» **Rows**
┌──
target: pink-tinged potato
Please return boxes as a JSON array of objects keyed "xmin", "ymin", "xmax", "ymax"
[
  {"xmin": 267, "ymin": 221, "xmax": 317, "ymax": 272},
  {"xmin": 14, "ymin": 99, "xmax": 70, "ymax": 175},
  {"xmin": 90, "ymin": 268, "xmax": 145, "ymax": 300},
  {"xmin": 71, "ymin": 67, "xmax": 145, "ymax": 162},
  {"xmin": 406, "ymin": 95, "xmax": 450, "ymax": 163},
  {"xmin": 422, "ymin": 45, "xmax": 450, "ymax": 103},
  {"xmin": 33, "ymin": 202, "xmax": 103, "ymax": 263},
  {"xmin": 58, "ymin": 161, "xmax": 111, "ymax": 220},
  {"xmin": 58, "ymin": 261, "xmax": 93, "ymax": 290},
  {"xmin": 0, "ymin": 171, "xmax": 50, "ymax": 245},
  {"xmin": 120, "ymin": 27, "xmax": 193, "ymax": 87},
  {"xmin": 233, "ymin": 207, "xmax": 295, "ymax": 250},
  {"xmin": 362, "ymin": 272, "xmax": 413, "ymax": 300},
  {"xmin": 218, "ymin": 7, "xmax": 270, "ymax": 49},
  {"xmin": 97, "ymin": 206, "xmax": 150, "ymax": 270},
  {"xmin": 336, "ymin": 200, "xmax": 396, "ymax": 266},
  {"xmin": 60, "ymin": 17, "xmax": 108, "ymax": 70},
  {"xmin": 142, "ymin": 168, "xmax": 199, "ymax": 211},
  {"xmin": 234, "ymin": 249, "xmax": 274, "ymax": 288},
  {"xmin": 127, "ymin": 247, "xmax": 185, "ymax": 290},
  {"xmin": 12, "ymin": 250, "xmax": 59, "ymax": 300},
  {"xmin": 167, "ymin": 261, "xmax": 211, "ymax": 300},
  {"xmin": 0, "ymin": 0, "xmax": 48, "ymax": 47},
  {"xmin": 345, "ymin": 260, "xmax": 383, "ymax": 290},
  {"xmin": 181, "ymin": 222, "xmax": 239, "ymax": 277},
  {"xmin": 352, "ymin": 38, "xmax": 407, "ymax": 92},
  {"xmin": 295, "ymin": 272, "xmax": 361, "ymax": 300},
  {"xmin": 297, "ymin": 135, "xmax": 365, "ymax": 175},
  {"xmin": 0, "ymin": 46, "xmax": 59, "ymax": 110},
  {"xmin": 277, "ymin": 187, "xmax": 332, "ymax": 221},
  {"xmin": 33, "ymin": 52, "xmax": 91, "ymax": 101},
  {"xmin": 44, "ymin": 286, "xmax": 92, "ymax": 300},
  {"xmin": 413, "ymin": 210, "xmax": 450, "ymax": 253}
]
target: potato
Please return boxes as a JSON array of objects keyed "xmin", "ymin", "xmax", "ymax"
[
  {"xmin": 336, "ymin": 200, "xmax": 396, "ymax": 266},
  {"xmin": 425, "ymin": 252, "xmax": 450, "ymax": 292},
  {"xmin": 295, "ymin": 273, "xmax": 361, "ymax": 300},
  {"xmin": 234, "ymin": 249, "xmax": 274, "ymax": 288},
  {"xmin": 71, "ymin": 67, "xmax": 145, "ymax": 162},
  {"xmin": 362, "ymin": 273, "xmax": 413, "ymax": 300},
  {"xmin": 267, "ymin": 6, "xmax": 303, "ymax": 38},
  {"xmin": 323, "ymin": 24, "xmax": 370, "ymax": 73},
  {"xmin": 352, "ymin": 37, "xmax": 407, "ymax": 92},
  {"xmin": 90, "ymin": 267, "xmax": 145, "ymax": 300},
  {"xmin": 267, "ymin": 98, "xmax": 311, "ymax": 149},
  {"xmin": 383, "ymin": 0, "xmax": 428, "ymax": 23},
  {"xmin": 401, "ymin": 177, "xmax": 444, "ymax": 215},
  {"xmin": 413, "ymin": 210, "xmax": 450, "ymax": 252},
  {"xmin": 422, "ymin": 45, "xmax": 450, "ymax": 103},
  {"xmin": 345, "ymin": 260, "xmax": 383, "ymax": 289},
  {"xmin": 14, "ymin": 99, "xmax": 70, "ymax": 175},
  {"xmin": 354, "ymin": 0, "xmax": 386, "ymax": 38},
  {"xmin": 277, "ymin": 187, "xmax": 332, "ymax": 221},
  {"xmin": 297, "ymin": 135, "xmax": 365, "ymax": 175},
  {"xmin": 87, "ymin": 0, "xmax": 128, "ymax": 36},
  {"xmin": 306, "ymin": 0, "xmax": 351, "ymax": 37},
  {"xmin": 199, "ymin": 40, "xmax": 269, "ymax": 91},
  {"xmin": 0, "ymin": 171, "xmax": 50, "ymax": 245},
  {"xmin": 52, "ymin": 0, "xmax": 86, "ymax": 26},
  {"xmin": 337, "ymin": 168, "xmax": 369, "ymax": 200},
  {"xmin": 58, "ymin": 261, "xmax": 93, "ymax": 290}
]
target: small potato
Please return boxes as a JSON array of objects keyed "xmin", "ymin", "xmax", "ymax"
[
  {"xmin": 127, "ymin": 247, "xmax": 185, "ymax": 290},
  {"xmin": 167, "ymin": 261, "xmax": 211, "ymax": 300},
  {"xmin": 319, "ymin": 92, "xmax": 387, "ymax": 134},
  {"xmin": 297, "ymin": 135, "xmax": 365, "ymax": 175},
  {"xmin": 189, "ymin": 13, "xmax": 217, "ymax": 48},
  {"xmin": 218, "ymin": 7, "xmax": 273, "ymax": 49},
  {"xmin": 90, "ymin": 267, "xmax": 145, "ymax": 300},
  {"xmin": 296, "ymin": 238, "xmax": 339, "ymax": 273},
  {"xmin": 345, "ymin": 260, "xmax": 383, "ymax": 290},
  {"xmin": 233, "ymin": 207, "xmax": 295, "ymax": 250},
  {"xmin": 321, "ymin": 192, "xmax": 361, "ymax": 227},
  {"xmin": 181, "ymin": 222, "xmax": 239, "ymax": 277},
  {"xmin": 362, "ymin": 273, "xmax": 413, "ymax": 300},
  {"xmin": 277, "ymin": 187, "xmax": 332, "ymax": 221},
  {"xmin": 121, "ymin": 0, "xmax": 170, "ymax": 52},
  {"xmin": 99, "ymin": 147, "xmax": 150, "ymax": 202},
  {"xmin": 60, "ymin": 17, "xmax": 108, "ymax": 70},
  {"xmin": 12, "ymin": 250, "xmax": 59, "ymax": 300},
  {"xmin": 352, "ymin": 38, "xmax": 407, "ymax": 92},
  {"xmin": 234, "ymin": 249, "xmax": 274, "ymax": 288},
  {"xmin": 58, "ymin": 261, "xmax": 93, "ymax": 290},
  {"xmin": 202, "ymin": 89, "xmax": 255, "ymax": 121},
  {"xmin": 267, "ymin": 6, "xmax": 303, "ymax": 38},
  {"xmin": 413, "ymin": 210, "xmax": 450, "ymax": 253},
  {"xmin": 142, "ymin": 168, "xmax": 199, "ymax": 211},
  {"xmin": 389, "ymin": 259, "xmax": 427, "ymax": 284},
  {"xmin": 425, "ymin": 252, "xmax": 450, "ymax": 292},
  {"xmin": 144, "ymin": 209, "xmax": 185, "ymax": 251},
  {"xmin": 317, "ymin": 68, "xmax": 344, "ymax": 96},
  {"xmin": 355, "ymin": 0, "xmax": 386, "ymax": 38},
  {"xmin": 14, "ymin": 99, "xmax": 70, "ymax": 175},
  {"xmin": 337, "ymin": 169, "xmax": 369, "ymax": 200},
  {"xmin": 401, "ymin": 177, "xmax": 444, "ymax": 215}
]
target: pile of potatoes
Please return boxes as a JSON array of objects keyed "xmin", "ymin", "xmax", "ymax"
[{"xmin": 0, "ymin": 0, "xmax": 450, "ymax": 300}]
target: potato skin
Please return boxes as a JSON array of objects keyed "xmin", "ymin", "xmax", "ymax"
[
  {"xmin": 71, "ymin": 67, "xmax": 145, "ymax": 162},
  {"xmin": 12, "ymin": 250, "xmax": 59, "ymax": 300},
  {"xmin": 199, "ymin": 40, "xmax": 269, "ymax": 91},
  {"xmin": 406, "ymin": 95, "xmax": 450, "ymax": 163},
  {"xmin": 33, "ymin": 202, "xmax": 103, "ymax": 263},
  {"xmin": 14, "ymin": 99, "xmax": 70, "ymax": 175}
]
└──
Show every line of the data above that contains the string "target".

target: pink-tinged potato
target: potato
target: small potato
target: pile of potatoes
target: potato skin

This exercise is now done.